> EXCERPT:
+===+

It is clear that the precise notifications required by Congress in the statute must occur in "all communications." Pipiles v. Credit Bureau of Lockport, 886 F.2d 22, 26 (2d Cir. 1989). It is equally clear that, as to a violation of § 1692e and subparagraph (11), both the fact that an attempt to collect a debt is being made and that any information so obtained during the collection procedure will be used for that purpose, must be clearly stated. Pipiles, supra.
Although the FDCPA does not prescribe any particular form sequence, location or typesize, (see, Riveria, supra, at 176), the notice in question must be evaluated against the broad remedial purposes of the statute and the statutory language itself. Pipiles, supra, at 26; Swanson, supra, at 1225; Riveria, supra, at 176. Here, while the required notice under both §§ 1692g and e(11) are contained in the documents, they appear on the reverse side of both form letters sent by Defendant. However, the required information is printed in an odd configuration, centered in the upper two-thirds of the reverse page of the initial communication and follow-up. It is printed in a light grey ink on a light shade of grey computer paper, making it difficult to read. Further, the typesize is barely 7 point (closer to six point by actual measurement), or less than 1/10" in size. The court takes judicial notice that the newsprint type for the local daily newspaper in this community is 9.4. In these circumstances, I conclude that the form used in this case fails to adequately apprise a least sophisticated consumer of the required notices.

+===+

> LISTED RECORDS:
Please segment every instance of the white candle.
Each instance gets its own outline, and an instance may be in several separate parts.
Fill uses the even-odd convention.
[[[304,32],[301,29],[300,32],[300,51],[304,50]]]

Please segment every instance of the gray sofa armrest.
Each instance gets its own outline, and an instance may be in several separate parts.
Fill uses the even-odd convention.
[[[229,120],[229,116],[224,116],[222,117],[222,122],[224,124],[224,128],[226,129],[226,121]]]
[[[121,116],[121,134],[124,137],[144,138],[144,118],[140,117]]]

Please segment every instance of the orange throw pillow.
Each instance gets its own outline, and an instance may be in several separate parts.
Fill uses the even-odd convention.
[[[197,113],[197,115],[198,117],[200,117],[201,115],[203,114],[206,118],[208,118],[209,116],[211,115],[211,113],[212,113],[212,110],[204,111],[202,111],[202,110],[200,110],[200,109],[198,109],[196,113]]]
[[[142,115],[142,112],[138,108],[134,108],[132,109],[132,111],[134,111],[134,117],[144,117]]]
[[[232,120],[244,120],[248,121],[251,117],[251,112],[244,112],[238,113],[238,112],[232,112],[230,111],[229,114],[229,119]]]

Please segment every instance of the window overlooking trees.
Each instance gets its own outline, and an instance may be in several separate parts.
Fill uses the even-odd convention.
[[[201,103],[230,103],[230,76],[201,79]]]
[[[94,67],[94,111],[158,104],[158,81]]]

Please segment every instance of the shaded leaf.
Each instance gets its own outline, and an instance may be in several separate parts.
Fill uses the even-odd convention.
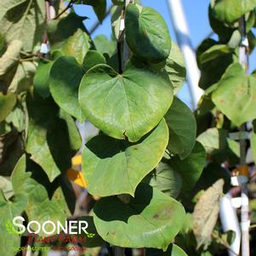
[[[174,198],[179,194],[182,187],[181,176],[168,163],[160,162],[156,170],[148,176],[148,183],[153,188]]]
[[[82,77],[79,103],[86,117],[105,134],[138,141],[163,117],[173,91],[163,73],[129,62],[122,75],[98,65]]]
[[[186,71],[182,53],[174,41],[169,56],[166,60],[165,70],[172,82],[174,94],[176,95],[185,82]]]
[[[220,0],[212,1],[214,16],[223,22],[232,24],[243,14],[253,10],[255,0]]]
[[[100,134],[82,151],[82,172],[91,194],[134,195],[138,184],[160,162],[168,143],[164,120],[136,145]],[[122,180],[117,183],[117,180]]]
[[[105,57],[97,51],[88,51],[82,60],[84,72],[87,72],[90,68],[98,64],[105,64]]]
[[[31,167],[32,165],[27,166],[25,156],[19,160],[11,176],[14,194],[27,198],[26,213],[29,220],[37,220],[42,225],[44,221],[50,219],[54,223],[59,220],[63,225],[71,213],[67,209],[60,188],[54,191],[49,198],[48,191],[44,185],[33,178],[36,172],[36,176],[45,178],[40,174],[43,171]],[[31,227],[36,230],[37,225],[31,225]],[[39,235],[48,236],[43,231]]]
[[[159,62],[170,54],[172,41],[168,26],[161,14],[149,7],[128,5],[125,35],[130,49],[143,60]]]
[[[71,165],[67,125],[58,117],[58,108],[51,99],[43,100],[37,95],[29,96],[27,106],[29,127],[26,150],[53,181]]]
[[[75,57],[81,65],[82,60],[92,47],[90,37],[82,30],[78,28],[63,44],[61,51],[65,55]]]
[[[205,191],[196,204],[193,213],[194,234],[197,248],[211,241],[219,211],[219,202],[223,193],[223,179],[219,179]]]
[[[165,249],[182,227],[183,206],[146,184],[123,203],[118,197],[101,198],[94,208],[100,236],[122,247]]]
[[[247,76],[239,63],[232,64],[219,82],[212,100],[237,126],[256,118],[256,74]]]
[[[49,95],[49,74],[53,64],[53,61],[39,61],[33,79],[34,88],[43,98],[47,98]]]
[[[191,154],[180,160],[178,156],[169,161],[171,168],[182,178],[182,191],[191,191],[199,179],[206,162],[206,151],[196,141]]]
[[[196,134],[196,119],[191,111],[174,97],[165,119],[170,131],[168,151],[181,159],[187,157],[194,147]]]
[[[16,95],[8,93],[6,95],[0,92],[0,122],[4,120],[13,110],[16,103]]]
[[[45,29],[43,0],[2,0],[0,3],[1,33],[8,43],[19,39],[26,51],[31,52],[42,42]]]

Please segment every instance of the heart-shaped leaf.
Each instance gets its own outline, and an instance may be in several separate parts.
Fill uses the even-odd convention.
[[[179,202],[143,183],[129,202],[110,196],[94,208],[100,236],[113,245],[132,248],[167,248],[182,228],[185,215]]]
[[[212,1],[214,16],[221,21],[231,24],[243,14],[253,10],[256,0],[220,0]]]
[[[196,142],[191,153],[184,160],[178,156],[171,158],[171,168],[182,177],[182,190],[191,190],[199,179],[206,162],[206,151],[199,142]]]
[[[170,244],[168,249],[163,252],[158,249],[146,249],[145,256],[188,256],[179,246],[176,244]]]
[[[13,93],[8,93],[6,95],[0,92],[0,122],[4,120],[13,110],[16,103],[16,96]]]
[[[168,149],[172,154],[178,154],[181,159],[191,152],[196,134],[196,119],[190,108],[178,98],[165,115],[170,137]]]
[[[64,224],[71,213],[67,208],[61,189],[59,187],[49,198],[49,191],[43,185],[46,183],[48,183],[48,186],[52,185],[47,181],[43,171],[37,167],[35,164],[27,165],[25,155],[20,157],[11,176],[14,195],[25,196],[27,198],[26,213],[30,220],[37,220],[43,225],[50,218],[54,223],[59,220]],[[36,178],[39,179],[39,182]],[[36,230],[37,225],[32,225],[31,228]],[[43,231],[40,235],[47,236]]]
[[[165,70],[172,82],[174,94],[176,95],[185,82],[185,67],[180,49],[174,41],[169,56],[166,60]]]
[[[1,34],[8,43],[19,39],[23,48],[31,52],[42,42],[45,27],[45,6],[43,1],[14,0],[0,2]]]
[[[39,61],[33,79],[34,88],[43,98],[47,98],[49,95],[49,73],[53,63],[53,61]]]
[[[169,55],[172,41],[159,13],[130,3],[125,11],[125,35],[131,50],[145,60],[159,62]]]
[[[128,63],[123,73],[99,65],[82,77],[79,103],[86,117],[105,134],[138,141],[161,121],[173,101],[164,73]]]
[[[237,126],[256,118],[256,74],[247,76],[239,63],[232,64],[219,82],[212,100]]]
[[[74,57],[58,58],[50,71],[50,92],[60,108],[79,122],[85,117],[78,104],[78,87],[84,74],[82,67]]]
[[[162,159],[168,139],[164,120],[135,145],[104,134],[93,138],[82,151],[82,171],[88,191],[101,196],[133,196],[138,184]]]
[[[208,244],[215,226],[220,198],[223,193],[224,180],[217,180],[205,191],[199,198],[193,213],[193,230],[197,242],[197,248]]]

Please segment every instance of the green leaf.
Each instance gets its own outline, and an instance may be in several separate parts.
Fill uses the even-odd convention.
[[[208,154],[213,154],[226,147],[226,137],[227,132],[225,129],[213,128],[201,134],[196,139],[202,144]]]
[[[202,194],[196,204],[193,213],[193,228],[197,248],[211,241],[211,235],[219,211],[223,185],[223,179],[216,181]]]
[[[53,50],[61,48],[68,38],[72,37],[78,29],[87,32],[82,23],[86,19],[86,17],[78,16],[75,12],[70,12],[64,18],[49,20],[47,30],[51,48]]]
[[[80,122],[85,119],[78,103],[78,87],[83,74],[82,67],[74,57],[61,56],[54,62],[49,77],[54,100]]]
[[[0,3],[1,33],[8,43],[19,39],[26,51],[31,52],[42,42],[45,29],[43,0],[9,0]]]
[[[87,72],[90,68],[98,64],[105,64],[105,57],[97,51],[90,50],[86,54],[82,65],[84,72]]]
[[[166,60],[165,70],[172,82],[174,94],[176,95],[185,82],[186,71],[183,55],[174,41],[172,41],[169,56]]]
[[[37,177],[40,181],[35,177]],[[71,213],[67,209],[60,187],[49,198],[48,191],[40,183],[43,179],[45,182],[45,178],[43,170],[35,168],[34,165],[27,165],[26,156],[23,156],[11,176],[14,194],[22,195],[28,199],[26,213],[29,220],[37,220],[42,225],[50,218],[51,221],[56,223],[59,220],[63,225],[66,218],[71,216]],[[31,225],[32,229],[37,229],[37,225]],[[41,231],[39,236],[47,236],[48,235]]]
[[[20,237],[15,232],[9,232],[7,223],[9,223],[16,216],[22,213],[27,203],[26,196],[15,196],[12,201],[7,201],[3,193],[0,191],[0,219],[1,236],[0,253],[1,255],[15,256],[15,247],[20,247]],[[6,224],[6,225],[5,225]],[[12,228],[13,225],[11,224]]]
[[[157,249],[146,249],[145,256],[188,256],[179,246],[176,244],[170,244],[168,249],[163,252]]]
[[[191,111],[174,97],[165,119],[170,132],[168,151],[172,154],[178,154],[180,159],[187,157],[195,145],[196,135],[196,119]]]
[[[71,150],[76,152],[78,151],[82,145],[82,139],[75,121],[70,115],[61,110],[60,112],[60,117],[66,122]]]
[[[109,136],[127,136],[132,142],[161,121],[172,101],[173,90],[163,73],[130,62],[122,75],[109,65],[96,65],[83,76],[79,88],[87,118]]]
[[[148,184],[154,189],[176,198],[182,187],[182,179],[179,174],[174,171],[168,163],[160,162],[151,174],[146,177]]]
[[[211,85],[219,82],[226,68],[234,62],[238,62],[238,58],[235,54],[226,54],[217,55],[215,59],[205,63],[200,62],[200,57],[208,48],[217,45],[217,42],[208,38],[204,40],[196,50],[196,59],[198,67],[201,70],[199,86],[207,89]]]
[[[43,98],[47,98],[49,95],[49,73],[53,63],[53,61],[39,61],[33,79],[34,88]]]
[[[26,150],[53,181],[71,165],[67,125],[58,117],[58,108],[51,99],[43,100],[37,95],[29,96],[27,106],[29,127]]]
[[[82,30],[78,28],[63,44],[61,51],[65,55],[75,57],[81,65],[82,60],[92,47],[90,37]]]
[[[16,104],[16,95],[8,93],[6,95],[0,92],[0,122],[4,120]]]
[[[212,100],[237,126],[256,118],[256,74],[247,76],[239,63],[230,65]]]
[[[123,203],[118,197],[101,198],[94,208],[100,236],[122,247],[166,249],[182,227],[183,206],[146,184]]]
[[[106,0],[82,0],[82,2],[94,8],[98,20],[102,22],[106,13]]]
[[[88,191],[100,196],[133,196],[138,184],[162,159],[168,138],[164,120],[135,145],[104,134],[93,138],[82,151],[82,169]]]
[[[25,112],[25,102],[22,102],[20,105],[16,104],[14,110],[10,112],[10,114],[6,117],[5,122],[9,123],[17,129],[19,133],[21,133],[26,128],[26,113]]]
[[[214,16],[223,22],[232,24],[243,14],[256,7],[256,0],[219,0],[212,1]]]
[[[156,10],[130,3],[125,10],[125,35],[130,49],[143,60],[166,60],[172,41],[168,26]]]
[[[178,156],[169,161],[171,168],[182,178],[182,191],[191,191],[199,179],[206,162],[206,151],[204,147],[196,142],[191,154],[180,160]]]
[[[4,77],[4,80],[9,85],[8,90],[18,94],[26,91],[33,84],[36,70],[37,66],[31,61],[22,61],[14,66]]]

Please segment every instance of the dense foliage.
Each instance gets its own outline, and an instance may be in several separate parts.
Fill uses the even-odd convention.
[[[64,3],[56,2],[60,13]],[[73,216],[67,170],[80,149],[88,191],[100,196],[82,216],[96,233],[84,246],[206,256],[232,242],[217,219],[240,159],[230,133],[256,118],[255,72],[238,60],[238,20],[245,15],[252,51],[256,3],[211,1],[219,40],[206,38],[197,49],[205,94],[194,114],[176,96],[185,68],[161,14],[112,2],[111,41],[93,40],[86,17],[72,9],[49,20],[44,0],[0,3],[1,255],[15,255],[25,241],[9,228],[14,217],[64,223]],[[92,5],[103,20],[105,0],[71,3]],[[40,54],[48,40],[50,52]],[[76,120],[100,130],[85,145]]]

+===+

> WORK TO DO:
[a] Retype the part of the FDCPA passage that begins with the words containing "It is clear" and ends with "stated. Pipiles, supra.".
[b] Name every court case cited in the FDCPA passage, using the name the passage gives it.

> ANSWER SET:
[a]
It is clear that the precise notifications required by Congress in the statute must occur in "all communications." Pipiles v. Credit Bureau of Lockport, 886 F.2d 22, 26 (2d Cir. 1989). It is equally clear that, as to a violation of § 1692e and subparagraph (11), both the fact that an attempt to collect a debt is being made and that any information so obtained during the collection procedure will be used for that purpose, must be clearly stated. Pipiles, supra.

[b]
Pipiles v. Credit Bureau of Lockport
Riveria
Swanson